((

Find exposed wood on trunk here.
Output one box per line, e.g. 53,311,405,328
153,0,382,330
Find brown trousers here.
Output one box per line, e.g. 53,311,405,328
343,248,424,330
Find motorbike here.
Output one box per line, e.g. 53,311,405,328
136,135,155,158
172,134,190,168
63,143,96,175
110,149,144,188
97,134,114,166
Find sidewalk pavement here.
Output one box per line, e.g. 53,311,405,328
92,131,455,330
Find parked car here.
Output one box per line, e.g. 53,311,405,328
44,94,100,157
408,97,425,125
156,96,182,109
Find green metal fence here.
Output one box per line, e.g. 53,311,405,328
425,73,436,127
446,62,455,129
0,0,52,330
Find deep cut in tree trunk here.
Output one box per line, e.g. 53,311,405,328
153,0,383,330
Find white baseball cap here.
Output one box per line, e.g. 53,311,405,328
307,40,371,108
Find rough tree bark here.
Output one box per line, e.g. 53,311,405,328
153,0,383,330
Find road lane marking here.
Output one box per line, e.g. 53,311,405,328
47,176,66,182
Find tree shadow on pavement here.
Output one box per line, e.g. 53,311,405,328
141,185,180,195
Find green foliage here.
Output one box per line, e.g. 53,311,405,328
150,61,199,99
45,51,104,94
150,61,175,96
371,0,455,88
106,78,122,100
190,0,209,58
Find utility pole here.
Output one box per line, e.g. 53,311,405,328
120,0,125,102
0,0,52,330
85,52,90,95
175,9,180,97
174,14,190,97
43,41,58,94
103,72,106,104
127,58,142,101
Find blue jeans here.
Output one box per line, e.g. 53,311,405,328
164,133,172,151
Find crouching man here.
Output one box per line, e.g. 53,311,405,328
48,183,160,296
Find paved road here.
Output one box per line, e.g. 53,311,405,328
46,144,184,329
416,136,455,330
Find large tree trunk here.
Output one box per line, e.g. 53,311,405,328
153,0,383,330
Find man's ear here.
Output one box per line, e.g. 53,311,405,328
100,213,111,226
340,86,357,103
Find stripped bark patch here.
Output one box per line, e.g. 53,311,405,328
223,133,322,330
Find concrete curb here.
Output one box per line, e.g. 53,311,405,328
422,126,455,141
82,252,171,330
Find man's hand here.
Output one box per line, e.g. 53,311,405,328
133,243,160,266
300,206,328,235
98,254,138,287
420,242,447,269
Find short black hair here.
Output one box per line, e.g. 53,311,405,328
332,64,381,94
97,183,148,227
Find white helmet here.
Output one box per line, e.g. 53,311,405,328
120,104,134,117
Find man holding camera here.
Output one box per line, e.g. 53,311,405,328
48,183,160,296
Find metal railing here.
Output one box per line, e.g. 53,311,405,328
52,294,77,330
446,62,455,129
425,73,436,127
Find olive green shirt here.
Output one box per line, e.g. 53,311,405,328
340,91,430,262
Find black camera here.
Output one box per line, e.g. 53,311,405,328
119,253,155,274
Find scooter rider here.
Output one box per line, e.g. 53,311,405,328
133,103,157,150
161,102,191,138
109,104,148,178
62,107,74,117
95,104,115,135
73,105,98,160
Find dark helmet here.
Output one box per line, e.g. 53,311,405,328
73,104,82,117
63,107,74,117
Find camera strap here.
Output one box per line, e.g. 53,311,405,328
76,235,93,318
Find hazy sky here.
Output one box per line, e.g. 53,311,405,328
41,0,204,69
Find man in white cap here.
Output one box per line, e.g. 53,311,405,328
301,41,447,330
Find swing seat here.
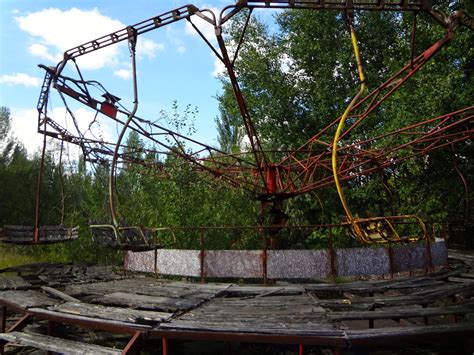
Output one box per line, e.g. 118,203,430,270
0,225,79,244
90,224,163,251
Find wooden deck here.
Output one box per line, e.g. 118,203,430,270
0,254,474,354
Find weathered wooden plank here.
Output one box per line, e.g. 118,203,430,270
48,302,173,325
41,286,81,302
93,292,203,312
0,290,61,309
0,332,121,355
345,322,474,344
66,277,229,299
158,320,343,337
224,285,305,297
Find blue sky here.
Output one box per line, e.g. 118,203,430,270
0,0,244,153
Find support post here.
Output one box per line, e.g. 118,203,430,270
46,320,54,355
387,243,395,279
425,235,434,274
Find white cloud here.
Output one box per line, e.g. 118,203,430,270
15,8,164,69
114,69,132,80
0,73,41,87
28,43,61,63
11,108,43,154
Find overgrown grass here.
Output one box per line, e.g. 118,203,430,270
0,244,41,269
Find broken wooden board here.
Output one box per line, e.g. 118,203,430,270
1,225,79,244
28,308,151,332
0,332,122,355
328,300,474,321
48,302,173,325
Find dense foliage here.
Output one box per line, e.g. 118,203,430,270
0,1,474,262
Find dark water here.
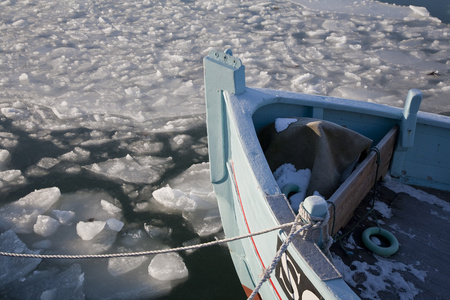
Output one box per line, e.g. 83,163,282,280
378,0,450,24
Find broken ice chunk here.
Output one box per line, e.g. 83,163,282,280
52,209,75,225
152,186,197,211
148,253,189,280
100,199,122,215
0,187,61,233
77,221,106,241
33,215,60,237
108,249,148,277
0,149,11,171
0,230,41,287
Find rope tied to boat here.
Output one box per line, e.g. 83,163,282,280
247,202,333,300
0,221,295,259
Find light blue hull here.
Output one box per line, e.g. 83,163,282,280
204,51,450,299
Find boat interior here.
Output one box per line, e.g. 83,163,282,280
253,98,450,299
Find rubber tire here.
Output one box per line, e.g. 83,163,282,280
362,227,399,257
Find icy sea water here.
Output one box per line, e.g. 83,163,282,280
0,0,450,299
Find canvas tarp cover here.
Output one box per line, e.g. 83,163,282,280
259,118,372,199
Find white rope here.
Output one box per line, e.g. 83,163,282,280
247,203,331,300
0,222,296,259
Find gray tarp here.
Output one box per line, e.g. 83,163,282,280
259,118,372,199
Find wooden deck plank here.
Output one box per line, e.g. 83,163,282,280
331,187,450,300
329,126,398,235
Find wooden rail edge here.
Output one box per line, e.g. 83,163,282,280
329,126,398,235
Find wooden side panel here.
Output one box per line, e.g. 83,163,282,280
329,126,398,235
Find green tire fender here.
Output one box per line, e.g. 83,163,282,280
362,227,399,257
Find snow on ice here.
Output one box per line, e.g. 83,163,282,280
0,0,450,299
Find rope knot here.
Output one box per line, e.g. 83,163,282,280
298,202,330,228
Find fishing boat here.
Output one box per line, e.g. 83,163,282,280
204,50,450,299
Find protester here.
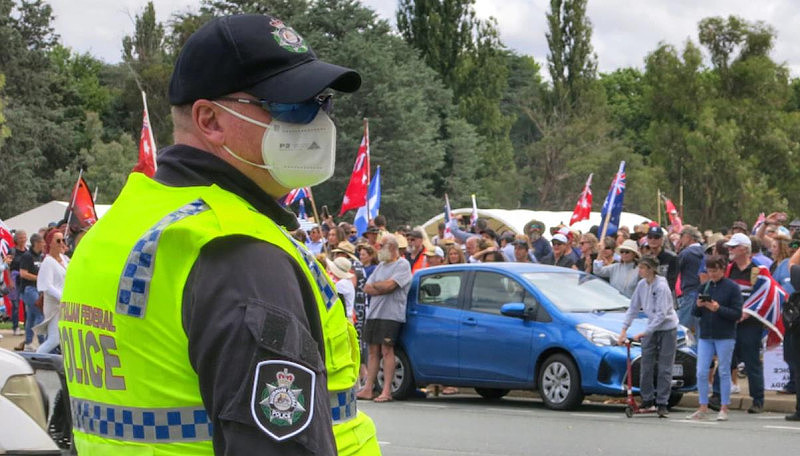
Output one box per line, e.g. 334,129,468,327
447,244,467,264
537,233,577,269
15,233,45,351
675,225,705,331
33,228,69,353
687,255,743,421
593,238,640,298
618,256,678,418
575,233,598,274
357,234,411,402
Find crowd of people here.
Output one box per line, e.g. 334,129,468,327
295,213,800,420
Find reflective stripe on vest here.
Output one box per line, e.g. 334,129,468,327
70,398,212,443
117,200,209,318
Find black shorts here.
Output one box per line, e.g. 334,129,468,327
364,319,403,346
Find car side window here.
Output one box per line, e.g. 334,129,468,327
417,272,462,308
470,272,525,315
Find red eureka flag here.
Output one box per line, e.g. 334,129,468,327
133,92,156,177
339,119,369,216
569,174,592,226
64,175,97,233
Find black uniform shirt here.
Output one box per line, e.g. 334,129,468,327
154,145,336,455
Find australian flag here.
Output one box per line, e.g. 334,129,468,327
598,161,625,236
353,166,381,236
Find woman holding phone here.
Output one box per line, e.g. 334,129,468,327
687,255,742,421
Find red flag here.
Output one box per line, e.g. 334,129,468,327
664,196,683,233
569,174,592,226
64,176,97,233
339,120,369,216
133,92,156,177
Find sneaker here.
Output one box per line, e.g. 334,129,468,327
708,394,721,412
747,404,764,414
686,410,708,421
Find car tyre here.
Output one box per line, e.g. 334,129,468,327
377,347,416,400
475,388,511,401
539,353,583,410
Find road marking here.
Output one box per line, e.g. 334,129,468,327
764,426,800,431
406,403,447,408
570,413,622,420
674,420,718,426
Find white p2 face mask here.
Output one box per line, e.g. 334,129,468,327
214,102,336,188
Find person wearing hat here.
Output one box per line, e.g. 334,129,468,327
60,15,380,455
539,233,577,269
647,222,678,290
592,239,640,298
325,256,356,321
675,225,705,331
618,256,678,418
523,220,553,261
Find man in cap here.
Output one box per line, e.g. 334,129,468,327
647,226,678,290
675,225,705,331
539,233,578,269
60,15,380,455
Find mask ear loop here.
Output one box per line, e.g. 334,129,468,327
212,101,272,170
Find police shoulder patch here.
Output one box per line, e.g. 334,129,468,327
250,360,317,441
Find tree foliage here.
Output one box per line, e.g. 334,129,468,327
0,0,800,232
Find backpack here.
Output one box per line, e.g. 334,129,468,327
783,291,800,331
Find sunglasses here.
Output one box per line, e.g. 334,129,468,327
217,93,333,124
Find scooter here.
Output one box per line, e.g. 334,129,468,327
625,339,656,418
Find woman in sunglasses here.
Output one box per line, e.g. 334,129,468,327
33,228,69,353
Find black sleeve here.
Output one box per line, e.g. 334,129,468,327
182,236,336,455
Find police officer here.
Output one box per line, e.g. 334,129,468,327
60,15,380,455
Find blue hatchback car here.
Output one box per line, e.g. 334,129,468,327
379,263,697,410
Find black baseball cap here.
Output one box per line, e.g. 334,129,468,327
169,14,361,106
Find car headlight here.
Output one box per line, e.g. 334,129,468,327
575,323,619,347
0,375,47,429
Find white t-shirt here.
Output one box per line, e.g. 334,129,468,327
334,279,356,320
36,255,69,301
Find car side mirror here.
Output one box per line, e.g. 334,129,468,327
500,302,530,319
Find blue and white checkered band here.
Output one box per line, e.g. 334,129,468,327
70,397,213,443
117,200,209,318
328,387,358,424
281,235,339,310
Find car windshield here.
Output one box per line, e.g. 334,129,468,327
522,272,631,312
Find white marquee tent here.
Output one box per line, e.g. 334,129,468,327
422,208,650,238
3,201,111,236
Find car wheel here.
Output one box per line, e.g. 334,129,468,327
667,392,683,408
539,353,583,410
378,348,415,400
475,388,511,401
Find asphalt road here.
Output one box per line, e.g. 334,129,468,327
359,395,800,456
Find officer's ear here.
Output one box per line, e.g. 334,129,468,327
192,100,225,147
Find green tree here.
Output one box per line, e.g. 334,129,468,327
546,0,597,115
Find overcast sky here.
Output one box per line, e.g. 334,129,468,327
49,0,800,77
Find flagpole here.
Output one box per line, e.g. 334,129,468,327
67,168,83,229
308,187,322,229
364,117,372,227
656,189,661,226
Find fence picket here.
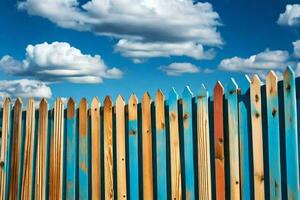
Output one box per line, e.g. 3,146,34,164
66,98,78,200
103,96,114,199
250,75,265,199
196,84,212,200
226,78,240,200
266,71,282,199
128,94,139,200
49,98,64,200
214,81,226,200
78,98,90,199
21,98,35,199
34,99,48,199
115,95,127,199
238,75,252,200
91,97,101,200
283,67,300,199
182,86,196,199
168,88,182,200
0,98,11,199
155,90,167,200
142,92,153,199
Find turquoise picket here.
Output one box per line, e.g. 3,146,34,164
182,86,196,200
155,90,167,200
78,98,90,199
66,98,78,200
128,94,139,200
226,78,240,199
266,71,282,199
283,67,300,199
238,75,251,200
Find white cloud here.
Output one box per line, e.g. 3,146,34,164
159,62,211,76
219,49,289,73
293,40,300,58
18,0,223,60
277,4,300,26
0,79,52,100
0,42,122,83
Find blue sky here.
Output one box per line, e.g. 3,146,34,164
0,0,300,105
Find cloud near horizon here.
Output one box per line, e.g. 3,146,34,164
0,42,123,84
18,0,223,62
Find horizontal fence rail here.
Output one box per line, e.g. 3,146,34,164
0,67,300,200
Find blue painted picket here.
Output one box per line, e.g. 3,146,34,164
0,67,300,200
283,67,300,199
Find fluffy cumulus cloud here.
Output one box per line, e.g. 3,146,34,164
0,79,52,102
277,4,300,26
293,40,300,58
18,0,223,61
0,42,122,83
159,62,211,76
219,49,290,73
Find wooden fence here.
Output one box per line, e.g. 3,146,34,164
0,67,300,200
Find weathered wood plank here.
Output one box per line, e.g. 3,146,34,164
128,94,139,200
21,98,36,199
0,98,11,199
182,86,196,199
91,97,101,200
155,90,167,200
142,92,154,199
35,99,48,200
226,78,240,200
250,75,265,199
283,67,300,199
115,95,127,199
214,81,226,200
49,98,64,200
196,84,212,200
78,98,90,199
266,71,282,199
168,88,182,200
104,96,114,199
66,98,78,200
238,75,252,200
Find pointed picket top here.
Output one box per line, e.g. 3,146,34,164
67,97,75,118
169,87,178,100
155,89,165,102
227,78,238,95
266,70,278,85
104,96,112,107
199,83,208,97
182,86,193,98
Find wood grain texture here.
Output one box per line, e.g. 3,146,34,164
250,75,265,199
115,95,127,199
168,88,182,200
49,98,64,200
34,99,48,200
0,98,11,199
196,84,212,200
226,78,240,200
104,96,114,199
155,90,167,200
266,71,282,200
283,67,300,199
214,81,226,200
66,98,78,200
78,98,90,199
91,97,101,200
128,94,140,200
142,92,154,200
21,98,35,199
182,86,196,200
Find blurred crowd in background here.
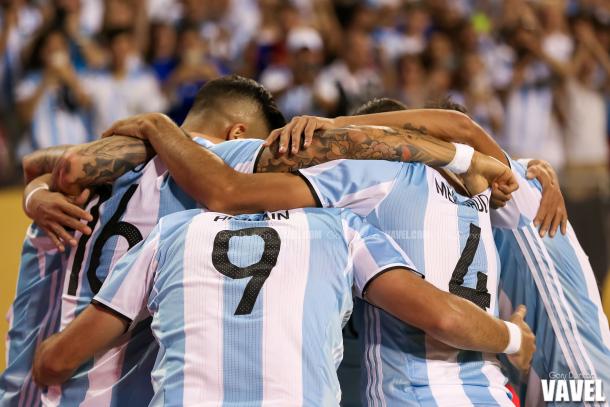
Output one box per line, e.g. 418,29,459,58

))

### What you will do
Rewrite the items from the start through the line containing "97,134,114,166", changing "motorbike" to "motorcycle" and keeping everything else the same.

### Response
Find exposed wood on trunk here.
Output one box per line, e.g. 53,311,405,328
153,0,382,330
Find brown trousers here.
Output one box per line, e.g. 53,311,405,328
343,248,424,330
Find motorcycle here.
Output one box per line, e.g. 53,311,405,328
136,135,155,158
172,134,190,168
63,143,96,175
110,149,144,188
97,134,114,166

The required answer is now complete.